**TO DO**
Nothing in the records may be altered. Repeat them in full.

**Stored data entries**

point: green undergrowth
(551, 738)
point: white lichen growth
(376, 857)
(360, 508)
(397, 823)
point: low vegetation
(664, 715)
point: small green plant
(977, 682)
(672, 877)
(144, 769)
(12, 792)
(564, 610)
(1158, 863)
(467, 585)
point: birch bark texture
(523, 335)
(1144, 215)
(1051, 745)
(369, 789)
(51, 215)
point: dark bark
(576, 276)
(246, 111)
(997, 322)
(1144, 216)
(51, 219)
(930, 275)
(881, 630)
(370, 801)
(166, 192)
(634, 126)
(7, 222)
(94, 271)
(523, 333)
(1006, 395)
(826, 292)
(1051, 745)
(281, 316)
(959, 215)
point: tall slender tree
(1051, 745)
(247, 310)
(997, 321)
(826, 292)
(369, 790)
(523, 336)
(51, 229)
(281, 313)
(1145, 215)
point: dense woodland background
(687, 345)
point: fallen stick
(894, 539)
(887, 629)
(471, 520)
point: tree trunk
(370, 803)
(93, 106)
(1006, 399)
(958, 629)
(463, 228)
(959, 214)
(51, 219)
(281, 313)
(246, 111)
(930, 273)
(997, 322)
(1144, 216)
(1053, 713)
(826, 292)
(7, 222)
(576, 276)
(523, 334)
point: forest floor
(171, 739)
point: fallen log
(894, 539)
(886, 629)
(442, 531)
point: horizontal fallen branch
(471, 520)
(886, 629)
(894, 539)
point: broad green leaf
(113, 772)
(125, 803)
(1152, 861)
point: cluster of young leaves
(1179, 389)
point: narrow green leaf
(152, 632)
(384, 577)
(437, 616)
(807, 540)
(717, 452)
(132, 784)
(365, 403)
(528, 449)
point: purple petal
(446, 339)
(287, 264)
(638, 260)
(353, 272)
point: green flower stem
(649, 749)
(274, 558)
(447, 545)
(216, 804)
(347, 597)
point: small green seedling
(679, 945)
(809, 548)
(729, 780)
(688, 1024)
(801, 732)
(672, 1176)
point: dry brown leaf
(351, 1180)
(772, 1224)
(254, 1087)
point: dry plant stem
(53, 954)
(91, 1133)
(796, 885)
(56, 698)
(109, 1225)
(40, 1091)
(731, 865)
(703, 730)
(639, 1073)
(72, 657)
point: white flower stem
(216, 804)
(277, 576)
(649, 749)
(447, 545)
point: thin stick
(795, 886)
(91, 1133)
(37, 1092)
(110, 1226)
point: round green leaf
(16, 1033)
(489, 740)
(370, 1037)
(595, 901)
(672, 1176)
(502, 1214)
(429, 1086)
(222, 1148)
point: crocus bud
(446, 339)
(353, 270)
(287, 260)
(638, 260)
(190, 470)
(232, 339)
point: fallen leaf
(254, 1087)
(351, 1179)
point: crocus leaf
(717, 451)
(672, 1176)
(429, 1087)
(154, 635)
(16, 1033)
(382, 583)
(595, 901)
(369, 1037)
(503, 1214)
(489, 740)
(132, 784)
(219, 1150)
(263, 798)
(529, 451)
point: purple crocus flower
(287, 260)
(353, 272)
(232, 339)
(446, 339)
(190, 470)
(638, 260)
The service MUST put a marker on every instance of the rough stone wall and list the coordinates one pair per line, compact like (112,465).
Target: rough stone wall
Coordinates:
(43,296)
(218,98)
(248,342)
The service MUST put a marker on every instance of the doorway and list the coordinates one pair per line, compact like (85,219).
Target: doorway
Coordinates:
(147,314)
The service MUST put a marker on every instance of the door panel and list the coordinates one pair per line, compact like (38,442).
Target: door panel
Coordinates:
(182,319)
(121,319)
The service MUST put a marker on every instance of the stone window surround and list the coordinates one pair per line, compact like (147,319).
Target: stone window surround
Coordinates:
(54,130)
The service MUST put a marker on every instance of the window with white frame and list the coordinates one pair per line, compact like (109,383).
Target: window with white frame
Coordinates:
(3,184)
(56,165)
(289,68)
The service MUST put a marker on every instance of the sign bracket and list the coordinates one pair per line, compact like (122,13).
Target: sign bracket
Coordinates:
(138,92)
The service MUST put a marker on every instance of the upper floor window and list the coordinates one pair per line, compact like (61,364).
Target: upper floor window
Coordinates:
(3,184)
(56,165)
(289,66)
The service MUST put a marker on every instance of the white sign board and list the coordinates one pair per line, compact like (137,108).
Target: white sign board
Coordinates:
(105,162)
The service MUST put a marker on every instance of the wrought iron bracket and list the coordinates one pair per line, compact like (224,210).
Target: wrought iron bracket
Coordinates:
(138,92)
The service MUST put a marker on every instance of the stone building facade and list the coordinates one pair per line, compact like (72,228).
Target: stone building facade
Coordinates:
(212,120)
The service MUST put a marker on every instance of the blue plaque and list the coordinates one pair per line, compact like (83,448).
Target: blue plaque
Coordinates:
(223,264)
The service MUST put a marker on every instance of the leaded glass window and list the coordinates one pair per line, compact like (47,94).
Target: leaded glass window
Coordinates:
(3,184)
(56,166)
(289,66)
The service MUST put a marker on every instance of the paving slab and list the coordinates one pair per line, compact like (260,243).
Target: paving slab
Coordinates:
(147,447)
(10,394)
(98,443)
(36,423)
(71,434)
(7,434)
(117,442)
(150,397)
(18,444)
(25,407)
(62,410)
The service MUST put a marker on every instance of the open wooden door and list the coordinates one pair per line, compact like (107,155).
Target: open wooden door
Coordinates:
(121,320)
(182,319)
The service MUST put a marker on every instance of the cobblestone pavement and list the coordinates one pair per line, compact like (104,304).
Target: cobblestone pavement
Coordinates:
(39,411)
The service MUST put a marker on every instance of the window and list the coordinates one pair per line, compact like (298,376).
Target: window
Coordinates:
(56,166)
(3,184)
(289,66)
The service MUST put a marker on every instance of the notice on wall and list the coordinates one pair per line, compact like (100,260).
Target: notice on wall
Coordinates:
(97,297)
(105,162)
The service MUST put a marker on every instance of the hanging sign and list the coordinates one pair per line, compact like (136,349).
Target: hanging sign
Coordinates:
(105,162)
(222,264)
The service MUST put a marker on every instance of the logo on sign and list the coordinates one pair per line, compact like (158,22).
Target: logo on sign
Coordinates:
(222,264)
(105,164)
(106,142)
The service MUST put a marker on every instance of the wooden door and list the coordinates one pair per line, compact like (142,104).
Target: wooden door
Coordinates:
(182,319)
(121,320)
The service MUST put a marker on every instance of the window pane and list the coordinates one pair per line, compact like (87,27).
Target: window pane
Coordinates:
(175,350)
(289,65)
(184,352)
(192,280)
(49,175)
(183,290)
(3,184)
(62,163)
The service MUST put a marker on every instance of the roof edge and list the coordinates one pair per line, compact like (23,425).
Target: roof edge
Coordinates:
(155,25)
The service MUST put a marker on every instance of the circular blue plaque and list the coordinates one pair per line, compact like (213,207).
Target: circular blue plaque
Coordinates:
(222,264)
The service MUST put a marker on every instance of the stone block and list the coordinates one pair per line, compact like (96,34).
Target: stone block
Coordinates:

**COMPLETED EXERCISE**
point: green undergrowth
(551, 738)
point: white lichen growth
(376, 857)
(360, 508)
(397, 823)
point: low vegetation
(664, 715)
point: small green plant
(977, 682)
(672, 877)
(144, 769)
(12, 792)
(564, 610)
(1158, 863)
(467, 585)
point: birch bark texture
(523, 335)
(1144, 215)
(1051, 745)
(369, 789)
(51, 215)
point: dark bark
(576, 276)
(246, 111)
(997, 322)
(1144, 216)
(51, 219)
(930, 275)
(881, 630)
(370, 801)
(166, 192)
(634, 126)
(7, 222)
(94, 271)
(523, 333)
(1006, 395)
(826, 292)
(1051, 745)
(281, 316)
(959, 215)
point: tall slender tree
(1051, 745)
(247, 310)
(997, 321)
(826, 292)
(369, 790)
(523, 336)
(51, 229)
(281, 313)
(1145, 215)
point: dense woodland background
(687, 345)
point: fallen stick
(894, 539)
(887, 629)
(471, 520)
point: tree trunk
(370, 803)
(93, 106)
(1006, 399)
(958, 629)
(463, 228)
(959, 214)
(51, 219)
(281, 313)
(246, 111)
(930, 273)
(997, 322)
(1144, 216)
(1053, 713)
(826, 292)
(7, 222)
(576, 276)
(523, 334)
point: forest floor
(171, 739)
point: fallen log
(894, 539)
(886, 629)
(442, 531)
point: horizontal fallen branch
(471, 520)
(886, 629)
(894, 539)
point: broad green leaf
(113, 772)
(125, 803)
(1152, 861)
point: cluster of young leaves
(1179, 389)
point: narrow green leaf
(152, 632)
(384, 577)
(437, 616)
(807, 540)
(717, 452)
(132, 784)
(365, 403)
(528, 449)
point: purple petal
(446, 339)
(287, 264)
(638, 260)
(353, 272)
point: green flower stem
(649, 749)
(274, 558)
(447, 545)
(216, 804)
(347, 597)
point: small green seedling
(679, 945)
(809, 548)
(729, 780)
(688, 1024)
(801, 732)
(672, 1176)
point: dry brown leaf
(351, 1180)
(772, 1224)
(254, 1087)
point: dry plant stem
(53, 954)
(91, 1133)
(796, 885)
(56, 698)
(109, 1225)
(40, 1091)
(731, 865)
(703, 730)
(639, 1073)
(72, 657)
point: white flower stem
(216, 804)
(277, 576)
(649, 749)
(447, 545)
point: thin stick
(795, 886)
(91, 1133)
(37, 1092)
(110, 1226)
point: round green leaf
(16, 1033)
(489, 740)
(370, 1037)
(595, 901)
(672, 1176)
(502, 1214)
(429, 1086)
(222, 1148)
point: crocus bud
(446, 339)
(353, 270)
(287, 260)
(638, 260)
(190, 470)
(232, 339)
point: fallen leaf
(254, 1087)
(351, 1179)
point: crocus leaf
(717, 451)
(672, 1176)
(429, 1087)
(154, 635)
(16, 1033)
(382, 583)
(595, 901)
(369, 1037)
(503, 1214)
(489, 740)
(132, 784)
(219, 1150)
(263, 798)
(529, 451)
point: purple crocus flower
(287, 260)
(353, 272)
(232, 339)
(446, 339)
(190, 470)
(638, 260)
The service MUST put a marker on every instance of the rough stone wall and list the coordinates one pair per line, compact like (112,465).
Target: rough stone wall
Coordinates:
(43,296)
(218,98)
(248,342)
The service MUST put a marker on every instance of the doorway and list the coordinates one pair per line, compact like (85,219).
Target: doorway
Coordinates:
(147,314)
The service MUST put a marker on every instance of the door panel and list the coordinates one pair per line, compact like (38,442).
Target: door panel
Coordinates:
(182,319)
(121,319)
The service MUST put a marker on every instance of the stone window surround and list the coordinates one pair per line, compact like (147,319).
Target: stone window surround
Coordinates:
(54,130)
The service MUST put a marker on every instance of the window with white frame and list the coordinates one pair per line, compact like (109,383).
Target: window with white frame
Coordinates:
(3,184)
(56,165)
(289,68)
The service MUST put a marker on every instance of the sign bracket and list the coordinates one pair per line, compact like (122,13).
Target: sign bracket
Coordinates:
(138,92)
The service MUST put a marker on every instance of the upper floor window and list the coordinates one pair per line, compact like (61,364).
Target: upper floor window
Coordinates:
(3,184)
(56,165)
(289,66)
The service MUST put a marker on every instance of the white sign board and list the coordinates one pair per line, compact like (137,108).
Target: white sign board
Coordinates:
(105,162)
The service MUST put a marker on every instance of the wrought iron bracket and list the coordinates one pair per line, compact like (224,210).
Target: wrought iron bracket
Coordinates:
(138,92)
The service MUST put a marker on every instance of the stone building facade and list the coordinates one pair per line, compact like (72,228).
Target: stone building facade
Coordinates:
(212,120)
The service MUST put a marker on every instance of the blue plaque and list the coordinates one pair per line, compact like (83,448).
Target: blue plaque
Coordinates:
(223,264)
The service MUST put a marker on every instance of the leaded glass window and list the coordinates one pair per line, compact like (47,94).
Target: leaded glass window
Coordinates:
(3,184)
(56,166)
(289,66)
The service MUST put a marker on every instance of the paving slab and list the coordinates one pair per line, compact like (260,243).
Target: paving slab
Coordinates:
(147,447)
(10,394)
(98,443)
(36,423)
(71,434)
(7,434)
(117,442)
(150,397)
(18,444)
(25,407)
(62,410)
The service MUST put a marker on every instance of the open wooden door and list the coordinates one pair per line, compact like (107,155).
Target: open wooden door
Coordinates:
(121,320)
(182,319)
The service MUST put a marker on every instance of the cobblestone pavement and list the coordinates one pair per line, compact like (104,304).
Target: cobblestone pavement
Coordinates:
(39,411)
The service MUST put a marker on every instance of the window and list the coordinates one pair per line, compact like (298,376).
Target: window
Coordinates:
(56,166)
(3,184)
(289,66)
The service MUST put a marker on every instance of the notice on wall and list the coordinates one pair per line, compact like (100,260).
Target: notice on wall
Coordinates:
(97,297)
(105,162)
The service MUST put a marker on every instance of the hanging sign and list the coordinates one pair per line, compact like (136,349).
Target: hanging sign
Coordinates:
(105,162)
(222,264)
The service MUST put a marker on every instance of the logo on sign and list the coordinates one pair per line, compact like (158,22).
Target: logo on sign
Coordinates:
(222,264)
(105,164)
(106,142)
The service MUST put a marker on every instance of the wooden door and list the coordinates one pair per line, compact like (142,104).
Target: wooden door
Coordinates:
(182,319)
(121,320)
The service MUST put a marker on every instance of the window pane and list the coordinates one pair per line, compact like (87,27).
Target: window pane
Coordinates:
(175,350)
(289,65)
(184,352)
(192,280)
(49,175)
(183,290)
(3,184)
(62,163)
The service MUST put a marker on every instance of the roof edge and list the coordinates one pair per line, compact like (23,425).
Target: roof edge
Coordinates:
(155,25)
The service MUST put a marker on every instance of the circular blue plaque and list the coordinates one pair per line, compact like (213,207).
Target: circular blue plaque
Coordinates:
(222,264)
The service MUST put a marker on every instance of the stone block and list the coordinates one pair per line, compact like (96,34).
Target: stone block
Coordinates:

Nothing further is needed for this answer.